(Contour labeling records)
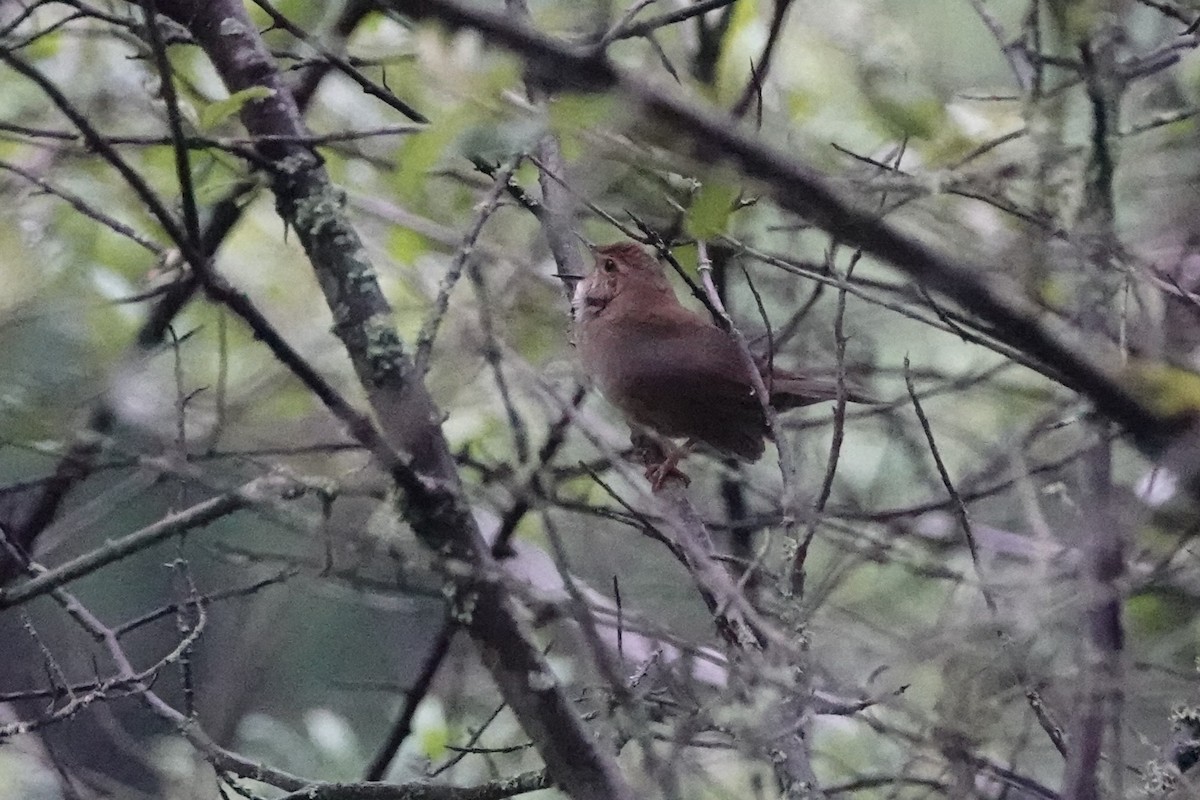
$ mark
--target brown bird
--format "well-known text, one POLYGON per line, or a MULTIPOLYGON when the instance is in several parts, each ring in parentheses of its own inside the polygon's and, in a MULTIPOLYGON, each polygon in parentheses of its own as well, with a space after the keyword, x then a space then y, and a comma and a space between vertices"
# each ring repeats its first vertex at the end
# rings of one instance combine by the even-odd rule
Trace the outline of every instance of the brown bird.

▶ _Task description_: Put each line of the records above into a Markdown table with the columns "Row" and "Line", numbering the rows and leaving out blank lines. Keep the pictures out of the answer.

▶ _The result_:
| Row | Line |
|---|---|
| 1 | $ mark |
| 2 | --target brown bird |
| 3 | --format "well-known text, one POLYGON per line, or a MULTIPOLYGON when the instance is in several parts, each ring in parentheses of its own inside the polygon's and, in a MULTIPOLYGON, each polygon in parentheses of its own as well, with a space after the keyword, x then a space then y, and a comma and a space between vertices" |
| 4 | # each ring repeats its first vertex at the end |
| 5 | # rings of one instance combine by the even-odd rule |
| 6 | Trace the outline of every instance of the brown bird. |